Притяжение безмолвия

Весьма специфические особенности «Елизаветы Бам», выявленные нашим анализом, позволяют лучше понять направление, которое примет проза писателя в тридцатые годы. Она представляет собой некоторым образом систему того, что мы могли бы назвать «нарушением постулатов нормального повествования», сохраняя терминологию, использованную на предыдущих страницах. Первым из этих нарушений и предопределяющим все остальные является невозможность рассказывать или, во всяком случае, завершить историю. Хаосу реального мира соответствует поэтика повествовательного заикания. Следующий текст прекрасно демонстрирует это:

«Я вам хочу рассказать одно происшествие, случившееся с рыбой, или даже вернее не с рыбой, а с человеком Патрулевым, или даже вернее с дочерью Патрулева.

Начну с самого рождения. Кстати о рождении: у нас родились на полу... Или хотя это мы потом расскажем.

Говорю прямо:

Дочь Патрулева родилась в субботу. Обозначим эту дочь латинской буквой М.

Обозначив эту дочь латинской буквой М, заметим, что:

1. Две руки, две ноги, посередине сапоги.

2. Уши обладают тем же, чем и глаза.

3. Бегать — глагол из-под ног.

4. Щупать — глагол из-под рук.

5. Усы могут быть только у сына.

6. Затылком нельзя рассмотреть, что висит на стене.

17. Обратите внимание, что после шестерки идет семнадцать.

Для того, чтобы раскрасить картину, запомним эти семнадцать постулатов.

Теперь обопремся рукой о пятый постулат и посмотрим, что из этого получилось.

Если бы мы уперлись о пятый постулат тележкой и сахаром, или натуральной лентой, то пришлось бы сказать, что: да, и еще что-нибудь.

Но на самом деле вообразим, а для простоты сразу и забудем то, что мы только что вообразили.

Теперь посмотрим, что получилось.

Вы смотрите сюда, а я буду смотреть сюда, вот и выйдет, что мы оба смотрим туда.

Или, говоря точнее, я смотрю туда, а вы смотрите в другое место.

Теперь уясним себе, что мы видим. Для этого достаточно уяснить себе по отдельности, что вижу я и что видите вы.

#### Исходные данные:
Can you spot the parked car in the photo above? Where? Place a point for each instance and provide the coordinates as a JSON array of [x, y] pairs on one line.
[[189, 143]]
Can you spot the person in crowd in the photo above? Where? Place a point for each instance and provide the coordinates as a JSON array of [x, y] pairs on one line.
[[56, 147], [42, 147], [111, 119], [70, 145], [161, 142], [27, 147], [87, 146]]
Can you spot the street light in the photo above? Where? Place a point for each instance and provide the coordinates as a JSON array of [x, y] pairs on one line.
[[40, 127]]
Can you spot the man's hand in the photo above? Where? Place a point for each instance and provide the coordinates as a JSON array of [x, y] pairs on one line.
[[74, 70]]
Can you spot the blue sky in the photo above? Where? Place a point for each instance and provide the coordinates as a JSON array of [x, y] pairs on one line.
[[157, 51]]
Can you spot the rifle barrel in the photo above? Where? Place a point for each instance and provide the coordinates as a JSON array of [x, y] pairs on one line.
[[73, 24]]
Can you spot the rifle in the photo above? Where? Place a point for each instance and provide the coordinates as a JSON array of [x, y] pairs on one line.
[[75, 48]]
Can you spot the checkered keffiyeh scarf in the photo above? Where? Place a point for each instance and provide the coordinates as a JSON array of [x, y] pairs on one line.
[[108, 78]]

---

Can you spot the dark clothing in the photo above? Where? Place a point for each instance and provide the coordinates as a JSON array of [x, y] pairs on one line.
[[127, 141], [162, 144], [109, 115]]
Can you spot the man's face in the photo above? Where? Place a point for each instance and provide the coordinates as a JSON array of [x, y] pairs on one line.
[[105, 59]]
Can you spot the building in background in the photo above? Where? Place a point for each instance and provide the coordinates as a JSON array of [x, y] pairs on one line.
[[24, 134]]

...

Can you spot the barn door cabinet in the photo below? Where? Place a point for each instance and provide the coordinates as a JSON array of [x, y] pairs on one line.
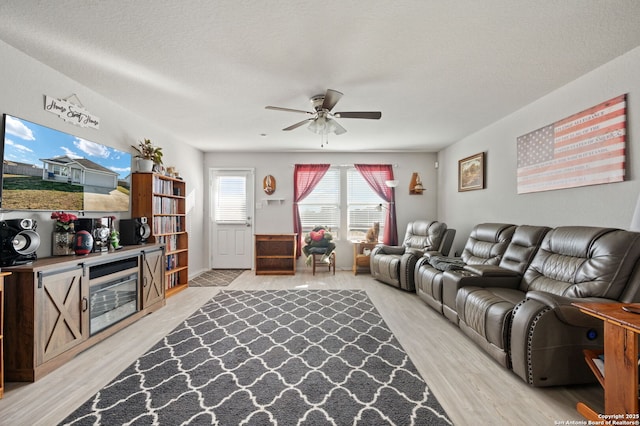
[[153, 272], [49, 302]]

#### Задания:
[A] Ответьте на вопросы по отрывку «Притяжение безмолвия», пометив ответы так же:
(i) Что в отрывке названо первым из нарушений постулатов нормального повествования?
(ii) В какой день родилась дочь Патрулева?
(iii) Какое число идет после шестерки, согласно пункту 17?
[B] Перепишите из отрывка «Притяжение безмолвия» фрагмент, начиная со слов «3. Бегать —» и заканчивая словами «из этого получилось.» включительно.

#### Ответы:
[A]
(i) Невозможность рассказывать или, во всяком случае, завершить историю.
(ii) В субботу.
(iii) Семнадцать.

[B]
3. Бегать — глагол из-под ног.

4. Щупать — глагол из-под рук.

5. Усы могут быть только у сына.

6. Затылком нельзя рассмотреть, что висит на стене.

17. Обратите внимание, что после шестерки идет семнадцать.

Для того, чтобы раскрасить картину, запомним эти семнадцать постулатов.

Теперь обопремся рукой о пятый постулат и посмотрим, что из этого получилось.